- WHAT THE EXERCISE ASKS:
Find the line that contains "Question. Point out each instance of the blurred". Repeat that line and all lines following it, exactly, through the end of the listing below.

- EXERCISE DATA:
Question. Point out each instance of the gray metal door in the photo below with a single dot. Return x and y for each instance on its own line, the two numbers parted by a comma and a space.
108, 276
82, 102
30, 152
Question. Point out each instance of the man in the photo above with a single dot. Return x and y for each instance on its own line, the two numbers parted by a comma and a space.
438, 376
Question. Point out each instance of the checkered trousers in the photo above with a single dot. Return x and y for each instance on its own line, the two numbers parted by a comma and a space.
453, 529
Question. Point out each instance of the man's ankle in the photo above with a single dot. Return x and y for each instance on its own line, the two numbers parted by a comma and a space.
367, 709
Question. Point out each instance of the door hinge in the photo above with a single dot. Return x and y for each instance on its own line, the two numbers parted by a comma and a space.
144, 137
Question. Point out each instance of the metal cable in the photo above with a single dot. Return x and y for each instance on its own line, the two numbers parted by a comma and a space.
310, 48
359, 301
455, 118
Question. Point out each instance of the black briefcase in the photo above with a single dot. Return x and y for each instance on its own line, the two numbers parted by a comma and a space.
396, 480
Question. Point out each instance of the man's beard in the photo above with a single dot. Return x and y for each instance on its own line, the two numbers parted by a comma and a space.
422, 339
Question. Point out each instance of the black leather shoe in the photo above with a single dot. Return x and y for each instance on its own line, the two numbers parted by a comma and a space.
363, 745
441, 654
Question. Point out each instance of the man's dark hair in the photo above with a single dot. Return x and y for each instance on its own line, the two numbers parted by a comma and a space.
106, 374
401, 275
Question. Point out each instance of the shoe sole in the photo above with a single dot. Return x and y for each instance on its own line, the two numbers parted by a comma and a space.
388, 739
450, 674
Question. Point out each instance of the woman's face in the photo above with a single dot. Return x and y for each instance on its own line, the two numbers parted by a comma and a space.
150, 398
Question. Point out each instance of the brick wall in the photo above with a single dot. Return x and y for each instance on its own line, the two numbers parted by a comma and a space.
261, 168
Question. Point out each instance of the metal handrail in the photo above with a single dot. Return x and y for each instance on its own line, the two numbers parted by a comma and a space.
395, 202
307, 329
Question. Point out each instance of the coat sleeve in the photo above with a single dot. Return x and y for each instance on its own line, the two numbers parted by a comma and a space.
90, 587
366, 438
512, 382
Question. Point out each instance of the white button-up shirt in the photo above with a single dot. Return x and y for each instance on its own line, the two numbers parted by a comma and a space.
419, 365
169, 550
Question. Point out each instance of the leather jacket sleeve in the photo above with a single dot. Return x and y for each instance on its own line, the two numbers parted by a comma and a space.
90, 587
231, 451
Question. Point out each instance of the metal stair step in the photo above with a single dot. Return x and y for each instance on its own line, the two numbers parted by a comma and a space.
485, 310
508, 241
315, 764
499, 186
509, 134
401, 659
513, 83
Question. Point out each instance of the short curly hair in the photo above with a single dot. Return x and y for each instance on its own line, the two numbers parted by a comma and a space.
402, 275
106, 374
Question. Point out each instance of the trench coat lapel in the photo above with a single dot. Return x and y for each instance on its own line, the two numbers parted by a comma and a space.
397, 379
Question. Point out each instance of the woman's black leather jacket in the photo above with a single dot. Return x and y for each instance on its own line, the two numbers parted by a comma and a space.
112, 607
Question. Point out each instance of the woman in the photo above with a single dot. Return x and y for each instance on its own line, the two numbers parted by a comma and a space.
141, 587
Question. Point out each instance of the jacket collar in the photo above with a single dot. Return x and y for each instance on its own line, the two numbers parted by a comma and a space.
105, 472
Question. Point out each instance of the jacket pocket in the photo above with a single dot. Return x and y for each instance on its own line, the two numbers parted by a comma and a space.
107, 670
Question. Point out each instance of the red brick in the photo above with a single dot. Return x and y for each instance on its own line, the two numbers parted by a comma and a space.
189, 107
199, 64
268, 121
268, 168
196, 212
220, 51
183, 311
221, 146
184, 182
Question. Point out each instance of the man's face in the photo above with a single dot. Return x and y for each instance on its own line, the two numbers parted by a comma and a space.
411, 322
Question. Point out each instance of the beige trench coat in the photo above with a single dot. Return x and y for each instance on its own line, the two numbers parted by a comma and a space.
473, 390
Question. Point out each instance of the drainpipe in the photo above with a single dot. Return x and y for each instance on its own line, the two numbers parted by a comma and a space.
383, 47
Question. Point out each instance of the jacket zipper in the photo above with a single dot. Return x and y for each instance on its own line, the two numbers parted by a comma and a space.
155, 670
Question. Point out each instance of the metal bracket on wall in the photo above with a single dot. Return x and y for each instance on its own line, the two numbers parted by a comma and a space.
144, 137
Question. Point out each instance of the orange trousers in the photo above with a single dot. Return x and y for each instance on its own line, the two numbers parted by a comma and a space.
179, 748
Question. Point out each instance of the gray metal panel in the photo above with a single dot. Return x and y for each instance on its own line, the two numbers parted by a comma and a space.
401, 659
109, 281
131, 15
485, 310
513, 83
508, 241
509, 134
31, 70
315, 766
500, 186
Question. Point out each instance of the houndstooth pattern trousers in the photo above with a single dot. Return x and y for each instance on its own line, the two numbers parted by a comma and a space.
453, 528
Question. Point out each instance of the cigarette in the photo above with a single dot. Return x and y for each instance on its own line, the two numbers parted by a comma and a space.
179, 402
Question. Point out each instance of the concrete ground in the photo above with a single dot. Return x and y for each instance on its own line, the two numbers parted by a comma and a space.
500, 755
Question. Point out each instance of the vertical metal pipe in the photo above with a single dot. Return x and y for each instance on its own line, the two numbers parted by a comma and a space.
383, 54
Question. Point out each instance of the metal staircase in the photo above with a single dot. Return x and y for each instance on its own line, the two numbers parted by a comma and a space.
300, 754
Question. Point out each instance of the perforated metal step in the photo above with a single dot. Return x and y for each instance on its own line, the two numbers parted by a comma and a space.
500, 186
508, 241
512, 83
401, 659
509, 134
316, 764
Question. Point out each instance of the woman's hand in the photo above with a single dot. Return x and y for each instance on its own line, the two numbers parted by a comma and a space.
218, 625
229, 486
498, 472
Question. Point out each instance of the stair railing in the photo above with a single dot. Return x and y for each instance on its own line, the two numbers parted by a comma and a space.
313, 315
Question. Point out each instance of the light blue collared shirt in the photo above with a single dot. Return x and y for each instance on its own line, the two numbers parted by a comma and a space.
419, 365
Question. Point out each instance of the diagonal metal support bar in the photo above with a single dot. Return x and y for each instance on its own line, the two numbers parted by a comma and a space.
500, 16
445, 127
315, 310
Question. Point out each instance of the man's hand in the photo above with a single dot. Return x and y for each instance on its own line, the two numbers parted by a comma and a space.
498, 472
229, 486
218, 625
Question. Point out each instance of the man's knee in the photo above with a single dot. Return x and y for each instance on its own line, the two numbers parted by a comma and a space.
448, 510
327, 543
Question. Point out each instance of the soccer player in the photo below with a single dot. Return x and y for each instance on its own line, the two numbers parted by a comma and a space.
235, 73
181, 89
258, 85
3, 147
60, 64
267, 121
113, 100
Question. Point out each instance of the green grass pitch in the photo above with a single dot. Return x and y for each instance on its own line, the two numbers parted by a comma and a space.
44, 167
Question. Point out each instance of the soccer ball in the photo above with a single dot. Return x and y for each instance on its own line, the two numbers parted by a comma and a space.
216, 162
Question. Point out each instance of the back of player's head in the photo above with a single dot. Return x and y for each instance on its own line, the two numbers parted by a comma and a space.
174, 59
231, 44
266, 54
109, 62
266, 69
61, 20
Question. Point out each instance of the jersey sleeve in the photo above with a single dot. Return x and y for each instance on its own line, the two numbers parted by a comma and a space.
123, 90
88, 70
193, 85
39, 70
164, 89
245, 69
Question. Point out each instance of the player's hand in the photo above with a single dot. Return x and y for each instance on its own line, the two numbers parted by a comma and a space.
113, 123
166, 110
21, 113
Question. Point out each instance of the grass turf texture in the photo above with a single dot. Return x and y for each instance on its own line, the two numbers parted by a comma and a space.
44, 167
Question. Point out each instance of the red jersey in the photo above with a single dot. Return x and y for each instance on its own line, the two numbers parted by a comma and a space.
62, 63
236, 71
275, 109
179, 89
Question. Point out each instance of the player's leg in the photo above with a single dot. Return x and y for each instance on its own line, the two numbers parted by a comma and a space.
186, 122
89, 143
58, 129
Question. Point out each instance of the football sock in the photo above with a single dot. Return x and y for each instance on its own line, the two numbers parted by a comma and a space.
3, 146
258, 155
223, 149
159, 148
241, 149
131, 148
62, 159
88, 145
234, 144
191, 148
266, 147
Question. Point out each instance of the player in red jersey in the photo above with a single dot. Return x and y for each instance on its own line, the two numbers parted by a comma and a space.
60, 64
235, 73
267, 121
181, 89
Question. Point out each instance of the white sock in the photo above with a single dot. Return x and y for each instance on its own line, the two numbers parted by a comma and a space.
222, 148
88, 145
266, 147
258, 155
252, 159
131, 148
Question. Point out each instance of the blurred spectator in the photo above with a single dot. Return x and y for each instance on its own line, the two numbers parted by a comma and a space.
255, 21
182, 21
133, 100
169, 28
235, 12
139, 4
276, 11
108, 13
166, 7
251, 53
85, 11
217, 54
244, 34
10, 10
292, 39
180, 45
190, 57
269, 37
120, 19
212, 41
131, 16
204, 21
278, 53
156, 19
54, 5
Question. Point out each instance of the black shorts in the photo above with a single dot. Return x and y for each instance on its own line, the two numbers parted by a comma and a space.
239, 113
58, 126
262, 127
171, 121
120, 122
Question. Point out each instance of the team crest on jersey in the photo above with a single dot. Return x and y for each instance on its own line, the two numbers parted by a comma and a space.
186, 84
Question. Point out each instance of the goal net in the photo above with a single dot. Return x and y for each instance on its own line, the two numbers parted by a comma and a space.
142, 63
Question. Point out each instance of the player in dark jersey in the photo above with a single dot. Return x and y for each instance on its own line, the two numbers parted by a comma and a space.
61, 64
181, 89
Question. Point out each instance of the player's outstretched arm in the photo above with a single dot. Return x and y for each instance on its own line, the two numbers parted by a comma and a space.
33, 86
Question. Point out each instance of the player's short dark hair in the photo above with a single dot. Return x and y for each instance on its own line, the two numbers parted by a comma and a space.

- RESULT:
Question. Point out each instance of the blurred spectator in the photo above with a single dot. Return x and y for each instance on its own line, the two numbers parted by a comma and a space.
255, 21
182, 21
133, 100
169, 28
235, 12
139, 4
276, 11
108, 13
166, 7
251, 53
85, 11
217, 54
244, 34
10, 10
292, 39
180, 45
190, 57
269, 37
120, 19
212, 41
131, 16
204, 21
278, 53
156, 19
54, 5
Question. Point out each instance of the black shorts in the photo above with a single dot. Return x and y for each instance on its own line, the two numbers parted by a comma and a space.
239, 113
58, 126
262, 127
171, 121
120, 122
Question. Point out each instance of the team crest on jersey in the photo above with a single dot. Return x and y for each instance on its own line, the two numbers parted by a comma and a space.
186, 84
Question. Point out each instance of the goal net in the photo above with a single dot. Return x and y for each instance on its own line, the two numbers parted by a comma and a space.
142, 63
Question. Point out each instance of the player in dark jersey in the photo above with a single dot. Return x and y for each instance on its own line, the two numbers parted by a comma and a space.
61, 64
181, 89
Question. Point out each instance of the player's outstretched arm in the photo above with a single dot. Return x and y for each instance on its own line, the two numbers parted by a comma and a space.
33, 86
Question. Point out each instance of the player's short dark hair in the photo above with a single dot. Return x and y for each instance on its own line, the two numbers parted by a comma and a space.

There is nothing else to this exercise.